───── Quoted text ─────
Buzz: Candidates, Day Labor and Justice


Candidates Speak at Homelessness Forum. full story
Day Labor Site Targeted. full story
County a “Success” with Criminal Justice? full story

 
 

Candidates Speak at Homelessness Forum.

Seattle City Councilmember Tom Rasmussen may have dug himself into a deep hole when he promised to double the housing levy that Seattle voters will be asked to renew in 2009. But the pledge was one of the few highlights of a Sept. 20 candidates forum held by the Seattle-King County Coalition on Homelessness.

Rasmussen, the unopposed chair of the council’s Housing and Human Services Committee, also said he wants to pay private landlords to preserve affordable housing by allowing them to sell air rights above their buildings to developers — a “transfer of development rights,” or TDRs, currently allowed for commercial properties.

In a turnaround from an earlier position, Rasmussen also committed to maintaining the city’s number of shelter beds until permanent housing can be built or acquired as part of the 10-Year Plan to End Homelessness — a policy that the other candidates endorsed.

Councilmember Sally Clark and Tim Burgess, the challenger for Councilmember David Della, echoed the call for an expanded TDR program. He and Position 3 candidate Venus Velazquez also endorsed state legislation — lobbied for this year in Olympia by Rasmussen — to limit or stop the conversion of apartments to condos.

Velazquez, who is vying with Bruce Harrell for the council seat to be vacated by Peter Steinbrueck, also said the city needs to make it easier for nonprofit housing developers to acquire property — in part by making property owners give nonprofits the first shot at buying parcels that go up for sale.

More telling, however, was what one candidate didn’t say — or didn’t know. When asked if the city should use general funds to help nonprofits buy property, a question pertaining to the mayor’s well-publicized proposal to “fast-track” $3.5 million in general funds for a Plymouth Housing project, Councilmember Jean Godden was caught unawares.

“I’m sorry. I don’t understand the question,” Godden said. “Did we approve that?”   top

by Cydney Gillis


Day Labor Site Targeted.

The public discussion about CASA Latina’s future home got a little more heated this week, as a Washington D.C. legal group made known its desire to halt development of the publicly funded job and community center in the Central District.

Judicial Watch, whose suit against the city of Herndon, Virginia resulted in the closure of a day labor center there, presented its view on the illegality of day labor sites at a Sept. 24 meeting originally scheduled to come up with a good-neighbor agreement governing the Latino organization’s operations. When they learned Judicial Watch would be there, CASA Latina representatives declined to attend.

Facilitator John Howell did come; he says the next meeting has not been arranged. “The issue has become so charged and challenging that I want to check in with all the participants,” he says. “I’m going to have conversations with them about whether they’re willing to continue.”
───── Data provided ─────
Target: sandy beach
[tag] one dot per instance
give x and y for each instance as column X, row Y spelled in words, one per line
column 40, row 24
─────
Stated problem 1: Rewrite the Seattle news briefs starting at "Velazquez, who is" and ending at "was caught unawares.", putting "discretionary funds" wherever "general funds" appears.
Stated problem 2: Extend the Seattle news briefs, picking up right after their final sentence.
The material is separate from the Seattle news briefs.

Reply 1:
Velazquez, who is vying with Bruce Harrell for the council seat to be vacated by Peter Steinbrueck, also said the city needs to make it easier for nonprofit housing developers to acquire property — in part by making property owners give nonprofits the first shot at buying parcels that go up for sale.

More telling, however, was what one candidate didn’t say — or didn’t know. When asked if the city should use discretionary funds to help nonprofits buy property, a question pertaining to the mayor’s well-publicized proposal to “fast-track” $3.5 million in discretionary funds for a Plymouth Housing project, Councilmember Jean Godden was caught unawares.

Reply 2:
The city contracted Howell, of Cedar River Group, to help both sides arrive at an agreement by the end of October. “CASA Latina wanted to engage in a conversation with the residents,” he says. “It’s a process that the city has supported, and no one wants this to go on forever.”   top

by Adam Hyla


County a “Success” with Criminal Justice?

County councilmembers convened Mon., Sept. 24 at Seattle’s First A.M.E. Church in the Central District for a town hall meeting on the the effectiveness of criminal justice reform efforts that have been instituted in 2000 to save money.

King County spends 70 percent of its operating budget on public safety, leaving the rest for public transit, water treatment, health and human services, and parks . In order to stem the rising cost of courts, police, and incarceration, seven years ago the council decided that reforms would have to be made to reduce crime rates and recidivism. Among improvements mentioned were reforms instituted to help youth in the county who have been trapped in a cycle of juvenile detention. These include volunteer, job, and community education opportunities.

County staffer Cliff Curry noted positive improvements in terms of the number of incarcerated individuals countywide. The county has saved $25 million on criminal justice in the last seven years, he said.

But two panelists and many members of the community were visibly and audibly dissatisfied with the failure to address the continued racial disproportionality in the county’s two jails and one juvenile detention facility.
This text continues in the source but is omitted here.